Traces
Inspect individual LLM calls with full request/response details, timing breakdowns, and debugging context.
Overview
Traces provide granular visibility into every LLM invocation in M3 Forge. Each trace captures the complete lifecycle of an AI model call, from request construction through response processing.
Traces are the lowest level of observability, enabling you to:
- Debug failures by inspecting exact prompts and error messages
- Replay requests to reproduce issues in development
- Analyze latency with detailed timing breakdowns
- Audit usage by reviewing what data was sent to external LLMs
Trace Detail View
Navigate to a trace by clicking any row in the LLM Observability table, or visit /llm-observability/traces/:traceId directly.

*Record set*:
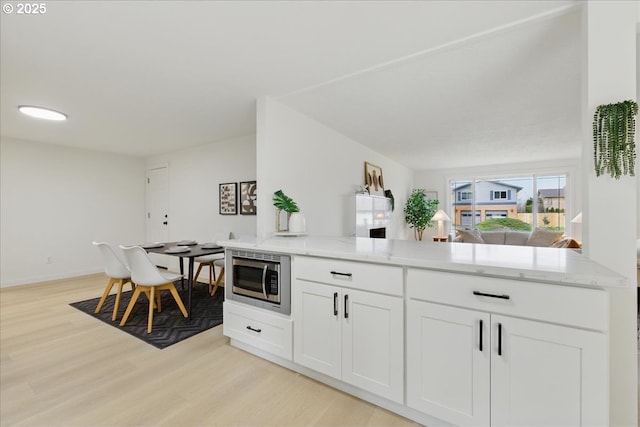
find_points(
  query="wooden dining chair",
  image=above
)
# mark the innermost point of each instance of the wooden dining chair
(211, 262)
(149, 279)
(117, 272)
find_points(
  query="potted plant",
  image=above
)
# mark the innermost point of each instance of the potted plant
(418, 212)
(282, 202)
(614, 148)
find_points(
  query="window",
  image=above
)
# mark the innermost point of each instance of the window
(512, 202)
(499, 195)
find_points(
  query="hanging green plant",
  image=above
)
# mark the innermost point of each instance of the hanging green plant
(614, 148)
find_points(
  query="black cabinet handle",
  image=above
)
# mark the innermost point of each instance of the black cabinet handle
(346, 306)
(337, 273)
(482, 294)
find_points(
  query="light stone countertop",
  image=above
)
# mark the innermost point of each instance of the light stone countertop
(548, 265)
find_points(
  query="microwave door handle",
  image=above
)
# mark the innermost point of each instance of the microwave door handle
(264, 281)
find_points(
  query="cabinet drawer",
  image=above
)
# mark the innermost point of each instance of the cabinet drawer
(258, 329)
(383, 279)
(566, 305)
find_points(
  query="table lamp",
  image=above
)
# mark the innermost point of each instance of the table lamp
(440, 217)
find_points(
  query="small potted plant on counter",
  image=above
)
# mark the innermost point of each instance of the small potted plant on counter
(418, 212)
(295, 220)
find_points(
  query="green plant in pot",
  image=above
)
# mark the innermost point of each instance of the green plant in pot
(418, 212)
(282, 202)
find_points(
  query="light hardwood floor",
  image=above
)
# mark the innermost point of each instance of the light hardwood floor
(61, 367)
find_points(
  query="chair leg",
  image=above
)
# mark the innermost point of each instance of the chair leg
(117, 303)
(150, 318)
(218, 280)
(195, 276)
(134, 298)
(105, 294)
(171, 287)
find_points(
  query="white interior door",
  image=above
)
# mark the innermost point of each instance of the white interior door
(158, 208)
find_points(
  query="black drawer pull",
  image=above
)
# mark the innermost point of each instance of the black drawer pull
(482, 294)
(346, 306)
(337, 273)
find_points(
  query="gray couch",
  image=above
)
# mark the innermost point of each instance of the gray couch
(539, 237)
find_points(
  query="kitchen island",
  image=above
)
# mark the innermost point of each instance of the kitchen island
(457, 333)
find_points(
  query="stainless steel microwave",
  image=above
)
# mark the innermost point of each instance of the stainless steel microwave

*Actions to take*:
**a.** Do these statements agree with the page on LLM traces? (i) Traces are the highest level of observability. (ii) A trace can be opened by clicking any row in the LLM Observability table. (iii) Traces let you replay requests to reproduce issues in development. For each, answer yes or no and quote the words from the page that decide it.
**b.** Carry on the page on LLM traces, starting after its last sentence.

*Answers given*:
**a.**
(i) No: "Traces are the lowest level of observability"
(ii) Yes: "Navigate to a trace by clicking any row in the LLM Observability table"
(iii) Yes: "Replay requests to reproduce issues in development"

**b.**
Trace Header
The header displays key metadata:
- Trace ID - Unique identifier (UUID) for correlation with logs
- Timestamp - When the LLM call was initiated
- Status -
success,error, ortimeout - Duration - Total time from request to response
- Cost - Calculated cost based on token usage and model pricing
Request Details
The request panel shows:
{
"model": "gpt-4-turbo",
"messages": [
{
"role": "system",
"content": "You are a helpful assistant that extracts structured data from documents."
},
{
"role": "user",
"content": "Extract the invoice number, date, and total from:\n\nINVOICE #12345\nDate: 2024-03-19\nTotal: $1,234.56"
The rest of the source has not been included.